**RECORDS FOR THIS TASK:**

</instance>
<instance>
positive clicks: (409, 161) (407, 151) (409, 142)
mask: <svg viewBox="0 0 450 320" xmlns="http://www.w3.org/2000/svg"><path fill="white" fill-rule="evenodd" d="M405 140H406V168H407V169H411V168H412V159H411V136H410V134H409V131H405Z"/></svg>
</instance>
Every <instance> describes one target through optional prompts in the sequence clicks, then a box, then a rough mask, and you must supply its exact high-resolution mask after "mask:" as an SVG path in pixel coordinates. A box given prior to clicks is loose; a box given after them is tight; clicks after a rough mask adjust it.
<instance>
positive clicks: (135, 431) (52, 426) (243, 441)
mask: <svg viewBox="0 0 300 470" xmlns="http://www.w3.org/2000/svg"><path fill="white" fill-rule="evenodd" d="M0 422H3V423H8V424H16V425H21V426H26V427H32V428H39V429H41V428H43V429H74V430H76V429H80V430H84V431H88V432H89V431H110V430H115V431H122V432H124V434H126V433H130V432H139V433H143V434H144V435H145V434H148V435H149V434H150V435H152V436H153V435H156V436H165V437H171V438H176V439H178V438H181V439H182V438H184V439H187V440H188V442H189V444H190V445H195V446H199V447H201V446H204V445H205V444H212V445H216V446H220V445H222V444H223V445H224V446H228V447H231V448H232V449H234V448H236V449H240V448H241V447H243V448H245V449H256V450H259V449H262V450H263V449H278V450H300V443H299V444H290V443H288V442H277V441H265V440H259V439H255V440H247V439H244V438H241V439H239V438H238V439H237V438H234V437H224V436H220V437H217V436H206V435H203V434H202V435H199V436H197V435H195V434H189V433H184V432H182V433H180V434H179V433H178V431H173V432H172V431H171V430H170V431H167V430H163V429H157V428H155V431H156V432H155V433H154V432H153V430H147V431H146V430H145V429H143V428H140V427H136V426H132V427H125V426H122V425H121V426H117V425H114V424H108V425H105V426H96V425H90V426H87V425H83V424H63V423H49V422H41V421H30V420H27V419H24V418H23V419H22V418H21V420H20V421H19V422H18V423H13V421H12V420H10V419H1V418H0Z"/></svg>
* * *
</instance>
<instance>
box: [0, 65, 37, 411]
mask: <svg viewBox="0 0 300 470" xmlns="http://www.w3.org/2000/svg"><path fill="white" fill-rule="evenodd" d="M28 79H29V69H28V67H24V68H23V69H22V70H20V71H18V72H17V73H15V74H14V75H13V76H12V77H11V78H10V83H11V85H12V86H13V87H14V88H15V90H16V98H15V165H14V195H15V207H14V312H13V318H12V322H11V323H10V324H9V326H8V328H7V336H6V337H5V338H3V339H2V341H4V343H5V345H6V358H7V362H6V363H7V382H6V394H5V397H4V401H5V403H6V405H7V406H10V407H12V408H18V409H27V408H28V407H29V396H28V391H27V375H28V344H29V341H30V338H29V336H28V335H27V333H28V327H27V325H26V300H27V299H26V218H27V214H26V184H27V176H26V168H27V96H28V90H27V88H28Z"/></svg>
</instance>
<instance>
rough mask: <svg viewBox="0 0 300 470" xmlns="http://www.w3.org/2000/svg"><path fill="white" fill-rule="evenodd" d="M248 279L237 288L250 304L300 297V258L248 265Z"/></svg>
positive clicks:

**REQUEST:** Please collect every line in the entries above that contains the string "rough", copying each such line in full.

**ANSWER BELOW:**
Every <instance> describes one target through optional prompts in the sequence clicks, then a box, then a rough mask, and you must supply its exact high-resolution mask after "mask:" as an SVG path in pixel coordinates. A box given prior to clicks is loose; a box given after them is tight; clicks after a rough mask adjust it.
rough mask: <svg viewBox="0 0 300 470" xmlns="http://www.w3.org/2000/svg"><path fill="white" fill-rule="evenodd" d="M248 279L237 288L250 304L300 297V258L248 265Z"/></svg>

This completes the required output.